Goal - Reproduce exactly the lines from the line containing "the helmet chin" through the end of the records below, including both ends, and nothing else.

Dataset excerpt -
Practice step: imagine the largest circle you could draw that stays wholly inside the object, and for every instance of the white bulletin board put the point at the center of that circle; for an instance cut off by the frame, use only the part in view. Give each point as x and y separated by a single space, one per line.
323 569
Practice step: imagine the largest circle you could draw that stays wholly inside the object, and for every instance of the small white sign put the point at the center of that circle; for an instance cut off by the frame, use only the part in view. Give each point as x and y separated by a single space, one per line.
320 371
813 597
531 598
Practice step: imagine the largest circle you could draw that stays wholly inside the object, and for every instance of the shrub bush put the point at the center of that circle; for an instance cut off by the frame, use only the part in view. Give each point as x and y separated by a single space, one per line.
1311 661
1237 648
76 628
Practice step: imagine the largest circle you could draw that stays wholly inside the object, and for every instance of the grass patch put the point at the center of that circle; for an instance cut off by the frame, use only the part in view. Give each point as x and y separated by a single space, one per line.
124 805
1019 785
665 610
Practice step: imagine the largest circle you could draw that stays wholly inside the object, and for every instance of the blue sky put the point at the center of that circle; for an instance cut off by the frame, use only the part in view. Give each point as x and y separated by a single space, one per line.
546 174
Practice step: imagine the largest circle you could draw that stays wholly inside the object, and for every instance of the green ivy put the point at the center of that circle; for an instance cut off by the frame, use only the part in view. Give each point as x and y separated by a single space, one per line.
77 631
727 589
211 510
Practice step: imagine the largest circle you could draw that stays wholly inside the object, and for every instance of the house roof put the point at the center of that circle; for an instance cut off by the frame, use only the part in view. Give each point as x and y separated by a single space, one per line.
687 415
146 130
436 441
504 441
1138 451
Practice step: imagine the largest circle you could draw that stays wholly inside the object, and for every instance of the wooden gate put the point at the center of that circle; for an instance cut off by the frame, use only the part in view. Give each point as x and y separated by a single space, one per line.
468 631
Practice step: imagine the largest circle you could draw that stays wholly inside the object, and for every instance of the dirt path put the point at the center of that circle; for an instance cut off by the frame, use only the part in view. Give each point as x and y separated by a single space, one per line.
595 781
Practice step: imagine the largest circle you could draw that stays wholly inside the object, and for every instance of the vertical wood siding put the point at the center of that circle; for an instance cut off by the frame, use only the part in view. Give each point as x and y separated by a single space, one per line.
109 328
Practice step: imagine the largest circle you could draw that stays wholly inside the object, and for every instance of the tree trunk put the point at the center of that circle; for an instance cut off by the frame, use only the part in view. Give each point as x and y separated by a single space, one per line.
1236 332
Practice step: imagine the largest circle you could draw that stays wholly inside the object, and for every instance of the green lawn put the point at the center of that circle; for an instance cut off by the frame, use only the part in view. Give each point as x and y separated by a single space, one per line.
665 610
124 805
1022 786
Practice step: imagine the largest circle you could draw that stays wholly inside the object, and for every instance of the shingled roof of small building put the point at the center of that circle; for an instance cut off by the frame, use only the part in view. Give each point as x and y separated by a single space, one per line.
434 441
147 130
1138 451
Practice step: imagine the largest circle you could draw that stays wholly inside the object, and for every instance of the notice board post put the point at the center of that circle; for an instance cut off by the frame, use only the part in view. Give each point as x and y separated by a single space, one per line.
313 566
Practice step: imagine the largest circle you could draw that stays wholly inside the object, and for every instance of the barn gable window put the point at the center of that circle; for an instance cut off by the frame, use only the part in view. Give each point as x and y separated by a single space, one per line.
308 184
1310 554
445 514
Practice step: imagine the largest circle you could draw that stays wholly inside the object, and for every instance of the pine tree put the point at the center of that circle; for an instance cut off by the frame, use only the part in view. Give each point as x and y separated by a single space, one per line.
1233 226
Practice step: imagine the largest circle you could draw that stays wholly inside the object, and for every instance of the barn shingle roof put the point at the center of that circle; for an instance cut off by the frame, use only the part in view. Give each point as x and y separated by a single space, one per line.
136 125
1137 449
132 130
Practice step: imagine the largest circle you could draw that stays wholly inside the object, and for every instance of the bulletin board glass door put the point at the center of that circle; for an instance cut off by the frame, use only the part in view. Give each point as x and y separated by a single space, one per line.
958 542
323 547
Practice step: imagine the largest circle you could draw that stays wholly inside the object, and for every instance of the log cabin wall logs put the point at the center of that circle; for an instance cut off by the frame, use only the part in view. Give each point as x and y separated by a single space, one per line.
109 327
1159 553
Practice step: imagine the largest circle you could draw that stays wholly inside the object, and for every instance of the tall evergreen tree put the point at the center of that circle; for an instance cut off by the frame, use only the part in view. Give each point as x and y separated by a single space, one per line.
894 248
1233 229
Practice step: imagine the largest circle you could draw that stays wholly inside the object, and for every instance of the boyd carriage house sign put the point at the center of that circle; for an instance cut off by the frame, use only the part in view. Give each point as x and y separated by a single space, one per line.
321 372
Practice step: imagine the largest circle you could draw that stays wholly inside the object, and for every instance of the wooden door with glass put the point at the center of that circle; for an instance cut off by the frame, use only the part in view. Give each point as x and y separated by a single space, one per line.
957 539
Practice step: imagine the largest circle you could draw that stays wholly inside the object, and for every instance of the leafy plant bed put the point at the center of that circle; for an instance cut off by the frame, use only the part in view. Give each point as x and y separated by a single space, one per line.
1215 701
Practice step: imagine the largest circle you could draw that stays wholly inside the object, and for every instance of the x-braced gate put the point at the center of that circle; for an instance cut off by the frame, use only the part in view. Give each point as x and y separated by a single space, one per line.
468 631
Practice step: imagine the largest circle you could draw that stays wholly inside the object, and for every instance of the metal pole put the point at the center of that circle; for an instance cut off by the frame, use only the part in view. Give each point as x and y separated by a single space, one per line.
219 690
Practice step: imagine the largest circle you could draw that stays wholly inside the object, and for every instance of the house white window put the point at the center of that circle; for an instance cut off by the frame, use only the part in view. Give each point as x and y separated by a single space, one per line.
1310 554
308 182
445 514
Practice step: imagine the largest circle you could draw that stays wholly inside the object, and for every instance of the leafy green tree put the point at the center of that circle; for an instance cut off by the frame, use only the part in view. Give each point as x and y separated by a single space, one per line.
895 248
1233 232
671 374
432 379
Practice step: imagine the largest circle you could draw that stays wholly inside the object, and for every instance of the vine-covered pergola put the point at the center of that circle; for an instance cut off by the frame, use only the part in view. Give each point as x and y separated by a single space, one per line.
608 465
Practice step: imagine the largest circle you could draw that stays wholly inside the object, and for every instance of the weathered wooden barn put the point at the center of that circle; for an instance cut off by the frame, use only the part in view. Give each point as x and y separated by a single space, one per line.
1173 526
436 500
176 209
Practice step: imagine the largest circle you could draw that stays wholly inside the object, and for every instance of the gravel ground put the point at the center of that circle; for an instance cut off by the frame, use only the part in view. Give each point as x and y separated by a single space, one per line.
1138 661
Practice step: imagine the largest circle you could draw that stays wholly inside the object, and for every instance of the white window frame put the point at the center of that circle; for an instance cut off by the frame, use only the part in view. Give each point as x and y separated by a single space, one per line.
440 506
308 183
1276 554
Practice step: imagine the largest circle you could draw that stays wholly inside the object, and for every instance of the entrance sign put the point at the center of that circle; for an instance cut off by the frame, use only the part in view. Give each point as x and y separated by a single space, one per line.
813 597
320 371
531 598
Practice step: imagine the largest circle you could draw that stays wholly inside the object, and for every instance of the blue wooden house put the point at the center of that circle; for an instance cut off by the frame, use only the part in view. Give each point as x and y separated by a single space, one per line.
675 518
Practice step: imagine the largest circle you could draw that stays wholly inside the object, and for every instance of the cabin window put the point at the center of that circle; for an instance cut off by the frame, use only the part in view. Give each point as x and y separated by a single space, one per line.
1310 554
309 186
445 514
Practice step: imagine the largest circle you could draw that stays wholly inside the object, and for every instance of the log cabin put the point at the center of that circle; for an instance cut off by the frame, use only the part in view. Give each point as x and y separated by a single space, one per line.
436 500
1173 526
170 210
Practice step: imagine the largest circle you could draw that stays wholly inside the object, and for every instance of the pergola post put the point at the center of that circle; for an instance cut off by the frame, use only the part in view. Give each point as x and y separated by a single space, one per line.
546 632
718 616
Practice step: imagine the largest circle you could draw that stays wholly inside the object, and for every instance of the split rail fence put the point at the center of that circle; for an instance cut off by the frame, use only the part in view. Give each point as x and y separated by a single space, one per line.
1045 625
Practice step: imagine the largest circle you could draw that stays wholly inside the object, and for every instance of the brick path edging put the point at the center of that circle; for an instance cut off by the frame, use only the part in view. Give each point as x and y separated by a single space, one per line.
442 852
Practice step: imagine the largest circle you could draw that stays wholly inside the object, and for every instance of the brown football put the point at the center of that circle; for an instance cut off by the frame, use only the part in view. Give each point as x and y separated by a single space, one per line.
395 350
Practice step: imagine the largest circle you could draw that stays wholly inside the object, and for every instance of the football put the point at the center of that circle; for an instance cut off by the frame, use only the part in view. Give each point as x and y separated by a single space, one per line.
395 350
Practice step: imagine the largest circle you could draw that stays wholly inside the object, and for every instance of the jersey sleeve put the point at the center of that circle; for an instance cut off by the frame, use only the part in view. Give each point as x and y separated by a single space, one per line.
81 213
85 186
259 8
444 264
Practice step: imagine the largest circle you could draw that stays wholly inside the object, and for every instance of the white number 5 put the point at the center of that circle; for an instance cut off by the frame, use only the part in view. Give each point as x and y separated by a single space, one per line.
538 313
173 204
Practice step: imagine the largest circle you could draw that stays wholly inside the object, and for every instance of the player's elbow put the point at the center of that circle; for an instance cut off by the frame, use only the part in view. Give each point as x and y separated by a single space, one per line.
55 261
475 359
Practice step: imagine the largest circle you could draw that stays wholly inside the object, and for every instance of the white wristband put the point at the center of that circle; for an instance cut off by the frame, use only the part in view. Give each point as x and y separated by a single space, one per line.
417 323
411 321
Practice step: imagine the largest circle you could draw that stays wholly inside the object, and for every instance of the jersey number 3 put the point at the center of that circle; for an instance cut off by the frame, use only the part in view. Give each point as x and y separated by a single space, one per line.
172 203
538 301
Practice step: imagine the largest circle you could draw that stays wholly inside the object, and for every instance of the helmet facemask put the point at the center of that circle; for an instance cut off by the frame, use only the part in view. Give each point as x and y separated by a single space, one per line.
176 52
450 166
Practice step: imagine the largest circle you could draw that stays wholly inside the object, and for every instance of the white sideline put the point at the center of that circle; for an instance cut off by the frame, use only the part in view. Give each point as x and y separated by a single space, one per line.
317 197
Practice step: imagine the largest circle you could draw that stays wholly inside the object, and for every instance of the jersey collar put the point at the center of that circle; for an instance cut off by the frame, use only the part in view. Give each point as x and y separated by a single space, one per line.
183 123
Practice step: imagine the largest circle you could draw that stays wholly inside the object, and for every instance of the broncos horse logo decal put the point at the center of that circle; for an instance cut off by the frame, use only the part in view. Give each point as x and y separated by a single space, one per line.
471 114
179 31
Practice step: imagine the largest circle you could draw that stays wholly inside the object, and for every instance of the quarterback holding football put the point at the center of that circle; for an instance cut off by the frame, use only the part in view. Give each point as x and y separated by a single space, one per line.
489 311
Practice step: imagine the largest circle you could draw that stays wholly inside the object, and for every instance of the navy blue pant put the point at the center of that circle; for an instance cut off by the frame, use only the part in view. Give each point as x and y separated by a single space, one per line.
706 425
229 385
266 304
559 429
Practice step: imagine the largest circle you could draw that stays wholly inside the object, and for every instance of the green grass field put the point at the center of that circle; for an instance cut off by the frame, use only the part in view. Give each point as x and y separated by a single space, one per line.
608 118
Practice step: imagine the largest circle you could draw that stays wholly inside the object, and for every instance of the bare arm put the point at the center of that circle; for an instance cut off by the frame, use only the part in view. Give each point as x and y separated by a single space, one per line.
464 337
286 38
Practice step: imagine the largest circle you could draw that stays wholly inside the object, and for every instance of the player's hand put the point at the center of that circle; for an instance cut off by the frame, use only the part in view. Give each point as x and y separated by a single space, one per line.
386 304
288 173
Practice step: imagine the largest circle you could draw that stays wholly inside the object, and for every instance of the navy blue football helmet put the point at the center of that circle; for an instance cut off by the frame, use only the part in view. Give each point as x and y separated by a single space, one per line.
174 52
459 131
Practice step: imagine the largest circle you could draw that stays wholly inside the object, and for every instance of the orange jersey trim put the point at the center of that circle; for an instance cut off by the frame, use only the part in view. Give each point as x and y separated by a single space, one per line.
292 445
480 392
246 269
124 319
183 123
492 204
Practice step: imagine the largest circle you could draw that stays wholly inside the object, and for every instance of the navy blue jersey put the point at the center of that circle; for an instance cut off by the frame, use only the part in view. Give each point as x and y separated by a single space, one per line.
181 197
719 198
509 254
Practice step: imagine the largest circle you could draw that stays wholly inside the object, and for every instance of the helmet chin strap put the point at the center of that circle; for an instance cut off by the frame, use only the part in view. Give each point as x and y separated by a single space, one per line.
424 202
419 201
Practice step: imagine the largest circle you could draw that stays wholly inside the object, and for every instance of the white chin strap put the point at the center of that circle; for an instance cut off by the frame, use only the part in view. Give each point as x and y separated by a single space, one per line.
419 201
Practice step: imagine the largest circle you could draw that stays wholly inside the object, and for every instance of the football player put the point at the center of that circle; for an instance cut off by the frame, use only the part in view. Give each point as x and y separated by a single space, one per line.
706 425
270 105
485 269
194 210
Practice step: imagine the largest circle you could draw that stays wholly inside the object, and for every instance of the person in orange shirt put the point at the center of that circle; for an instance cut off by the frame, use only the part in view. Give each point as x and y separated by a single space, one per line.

Written solution -
Practice step: imagine the largest circle you could draw that stays wholly inside the object, and for every instance of the helmet chin strap put the point at the center of that circle; for an instance cut off by the frame, use only the part in view. Give each point as x and y separated by a single space, one per line.
424 202
419 201
Practice step: imagine the largest circle you could draw that stays wholly inside the object, and for every instance of the white chin strap put the point at the center of that circle; for an instance cut off by the frame, use only the part in view. Give each point as x and y separated by a single space, one per line.
419 201
Practice step: imagine the largest circle you could draw that stays wholly inside the object, and for every instance of the football player put the point at the center of that circle; for an instance cut off by the frame, use only the part in view. Give each point as x and y separated by a single space, one per line.
706 425
270 105
485 269
194 210
Practice step: imagine the largest circle you could draw that stays wholly inside the object, and for every instance of the person in orange shirt put the point at the center of that circle; for an instance cut off by the frame, use only the part in view. Give each point as x and y separated by a single space, one per line.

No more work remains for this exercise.